§ AIM OF THE TASK:
Copy all of the records below verbatim.
====== ENTRIES SHOWN
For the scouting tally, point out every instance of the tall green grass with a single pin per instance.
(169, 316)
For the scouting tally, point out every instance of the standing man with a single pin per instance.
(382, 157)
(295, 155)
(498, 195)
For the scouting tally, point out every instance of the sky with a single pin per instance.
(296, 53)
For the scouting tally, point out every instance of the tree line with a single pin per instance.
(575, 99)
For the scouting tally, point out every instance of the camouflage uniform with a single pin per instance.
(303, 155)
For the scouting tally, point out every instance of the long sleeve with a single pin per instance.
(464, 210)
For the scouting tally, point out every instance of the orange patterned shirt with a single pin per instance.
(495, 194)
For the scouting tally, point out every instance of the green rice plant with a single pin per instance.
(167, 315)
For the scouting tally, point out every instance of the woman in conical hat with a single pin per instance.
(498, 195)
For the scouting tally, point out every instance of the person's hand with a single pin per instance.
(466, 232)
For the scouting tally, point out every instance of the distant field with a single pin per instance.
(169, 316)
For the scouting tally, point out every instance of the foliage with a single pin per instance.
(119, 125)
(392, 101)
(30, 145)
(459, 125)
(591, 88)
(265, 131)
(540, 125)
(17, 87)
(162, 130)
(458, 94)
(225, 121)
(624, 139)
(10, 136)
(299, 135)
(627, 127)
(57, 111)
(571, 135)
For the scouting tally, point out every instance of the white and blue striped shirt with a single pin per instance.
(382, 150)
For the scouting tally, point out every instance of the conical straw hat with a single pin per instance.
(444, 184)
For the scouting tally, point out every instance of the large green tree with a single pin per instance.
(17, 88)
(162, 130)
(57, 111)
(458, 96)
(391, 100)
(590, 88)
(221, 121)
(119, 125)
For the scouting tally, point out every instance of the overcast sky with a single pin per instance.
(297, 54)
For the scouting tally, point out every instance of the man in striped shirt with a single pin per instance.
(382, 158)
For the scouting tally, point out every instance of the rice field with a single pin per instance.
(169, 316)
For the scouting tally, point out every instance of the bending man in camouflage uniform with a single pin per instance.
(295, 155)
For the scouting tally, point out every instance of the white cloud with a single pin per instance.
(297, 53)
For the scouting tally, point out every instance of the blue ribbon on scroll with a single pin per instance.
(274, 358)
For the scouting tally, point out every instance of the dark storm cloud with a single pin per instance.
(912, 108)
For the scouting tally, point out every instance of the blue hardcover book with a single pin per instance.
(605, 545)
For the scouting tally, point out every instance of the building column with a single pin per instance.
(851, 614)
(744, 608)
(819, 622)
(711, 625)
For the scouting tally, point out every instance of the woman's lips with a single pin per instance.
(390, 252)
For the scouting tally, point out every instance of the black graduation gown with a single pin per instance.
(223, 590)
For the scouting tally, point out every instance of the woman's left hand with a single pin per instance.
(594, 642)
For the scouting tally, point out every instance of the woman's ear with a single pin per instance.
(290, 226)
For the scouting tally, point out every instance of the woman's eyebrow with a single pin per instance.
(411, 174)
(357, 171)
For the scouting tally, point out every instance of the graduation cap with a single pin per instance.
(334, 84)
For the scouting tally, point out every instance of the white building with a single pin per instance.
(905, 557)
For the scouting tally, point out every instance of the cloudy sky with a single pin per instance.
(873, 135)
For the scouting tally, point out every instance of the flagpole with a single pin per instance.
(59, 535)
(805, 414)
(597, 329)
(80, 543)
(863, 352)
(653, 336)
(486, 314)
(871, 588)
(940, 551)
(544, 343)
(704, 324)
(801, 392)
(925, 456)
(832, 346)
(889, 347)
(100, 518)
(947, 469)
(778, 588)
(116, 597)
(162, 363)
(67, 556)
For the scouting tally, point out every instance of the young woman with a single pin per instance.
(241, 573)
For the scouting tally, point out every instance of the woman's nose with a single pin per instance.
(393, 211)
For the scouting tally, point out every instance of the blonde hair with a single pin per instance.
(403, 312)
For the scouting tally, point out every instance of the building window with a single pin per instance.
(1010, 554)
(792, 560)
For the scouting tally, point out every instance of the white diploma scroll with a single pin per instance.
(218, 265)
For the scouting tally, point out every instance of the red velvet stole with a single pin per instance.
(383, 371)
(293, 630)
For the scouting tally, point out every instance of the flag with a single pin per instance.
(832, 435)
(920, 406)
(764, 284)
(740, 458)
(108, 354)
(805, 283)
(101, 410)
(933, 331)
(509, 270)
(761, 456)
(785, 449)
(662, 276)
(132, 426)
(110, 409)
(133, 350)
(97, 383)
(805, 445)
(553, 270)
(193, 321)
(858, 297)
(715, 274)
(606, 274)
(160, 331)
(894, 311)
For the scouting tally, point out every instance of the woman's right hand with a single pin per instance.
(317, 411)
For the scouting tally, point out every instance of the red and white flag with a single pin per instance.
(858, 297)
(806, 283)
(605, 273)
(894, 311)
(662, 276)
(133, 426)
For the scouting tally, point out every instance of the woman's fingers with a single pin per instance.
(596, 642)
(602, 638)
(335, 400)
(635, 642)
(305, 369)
============
§ OUTPUT FOR THIS TASK:
For the scouting tally, point out every instance of the tall green grass with a single pin per instance.
(169, 316)
For the scouting tally, point out every instance of the standing man with a single pin per instance.
(382, 157)
(295, 155)
(498, 195)
For the scouting tally, point out every instance of the sky with a single pin per instance.
(296, 53)
For the scouting tally, point out every instance of the tree line with a single pin per instance.
(575, 99)
For the scouting tally, point out every instance of the camouflage uniform with a single pin per instance.
(303, 155)
For the scouting tally, point out every instance of the long sleeve with a single pin per instance.
(464, 210)
For the scouting tally, point out every instance of the orange patterned shirt with a single pin per instance.
(495, 194)
For the scouting tally, point out every instance of the green rice plant with a single pin per instance.
(167, 315)
For the scouting tally, point out every instance of the woman in conical hat with a single pin per instance.
(498, 195)
For the scouting tally, point out every instance of the person's hand with a single pin per instance.
(466, 232)
For the scouting tally, point out every instance of the distant field with a single pin per instance.
(169, 316)
For the scouting tally, point out every instance of the foliage with a single pin per instance.
(119, 125)
(392, 101)
(30, 145)
(459, 125)
(591, 88)
(265, 131)
(540, 125)
(17, 87)
(162, 130)
(458, 94)
(225, 121)
(624, 139)
(10, 136)
(299, 135)
(627, 127)
(57, 111)
(571, 135)
For the scouting tally, point out every instance of the white and blue striped shirt with a single pin per instance.
(382, 150)
For the scouting tally, point out every instance of the conical straw hat with a single pin per instance.
(444, 184)
For the scouting tally, point out every instance of the large green tree with a single pin per instance.
(17, 88)
(162, 130)
(57, 111)
(458, 96)
(391, 100)
(590, 88)
(221, 121)
(119, 125)
For the scouting tally, point out every instance of the overcast sky with a single pin per instance.
(297, 54)
For the scouting tally, point out every instance of the man in striped shirt with a single pin per instance.
(382, 158)
For the scouting tally, point out every instance of the rice field with a single pin per instance.
(169, 316)
For the scouting tally, point out every instance of the bending man in camouflage uniform with a single pin per instance.
(295, 155)
For the scouting tally, point out every instance of the white cloud with a single pin per instance.
(297, 53)
For the scouting tally, point out every instance of the blue ribbon on scroll with a single pin per instance.
(274, 358)
For the scouting tally, point out every instance of the dark storm cloud with a single pin per instance.
(912, 108)
For the scouting tally, point out every instance of the blue hardcover book with a single pin per instance.
(605, 545)
For the scouting tally, point out every instance of the building column with a single pin per instance.
(851, 614)
(744, 608)
(819, 622)
(711, 625)
For the scouting tally, point out every instance of the woman's lips with a single pin per instance.
(390, 252)
For the scouting tally, point out every instance of the black graduation gown with a single pin per instance.
(223, 590)
For the scouting tally, point out every instance of the woman's left hand with a single pin per instance.
(594, 642)
For the scouting tally, point out every instance of the woman's ear with a single pin per instance.
(290, 226)
For the scouting tally, point out every instance of the woman's eyebrow with a single pin per instance.
(411, 174)
(357, 171)
For the scouting tally, point out every instance of the graduation cap with a single pin per instance.
(334, 84)
For the scouting tally, point out every instance of the white building with a single pin per instance.
(905, 557)
For the scouting tally, point out every instance of the cloudy sky with a single pin per instance.
(873, 135)
For the scouting tally, point out every instance of the flagpole with a single pin per instance.
(59, 535)
(805, 414)
(597, 329)
(80, 543)
(863, 352)
(653, 336)
(486, 314)
(871, 588)
(940, 551)
(544, 343)
(704, 324)
(801, 392)
(925, 456)
(832, 346)
(889, 347)
(100, 518)
(947, 469)
(778, 588)
(116, 597)
(162, 363)
(67, 556)
For the scouting tally, point out every instance of the young woman with a single pin per instance.
(241, 573)
For the scouting tally, point out every instance of the woman's nose with a single pin per instance.
(393, 211)
For the scouting tally, point out every instance of the blonde hair with a single pin per instance.
(403, 312)
For the scouting tally, point out every instance of the building window with a single pin per instance.
(1010, 554)
(792, 560)
For the scouting tally, point out every instance of the white diploma scroll with a single pin per instance.
(218, 265)
For the scouting tally, point out every instance of the red velvet stole with a single pin per instance.
(383, 371)
(293, 630)
For the scouting tally, point out every instance of the flag with a single pin per instance.
(832, 435)
(920, 406)
(764, 284)
(740, 458)
(108, 354)
(805, 283)
(101, 410)
(933, 331)
(509, 270)
(761, 456)
(785, 449)
(662, 276)
(132, 426)
(110, 409)
(133, 350)
(97, 383)
(805, 445)
(553, 270)
(193, 321)
(858, 297)
(715, 274)
(606, 274)
(160, 331)
(894, 311)
For the scouting tally, point out every instance of the woman's right hand with a single pin per instance.
(317, 411)
For the scouting tally, point out every instance of the red and white flag with a single pin per instance.
(858, 297)
(806, 283)
(605, 273)
(894, 311)
(662, 276)
(133, 426)
For the scouting tally, point out every instance of the woman's fingers with a single pin per instance.
(596, 642)
(602, 638)
(335, 400)
(635, 642)
(305, 369)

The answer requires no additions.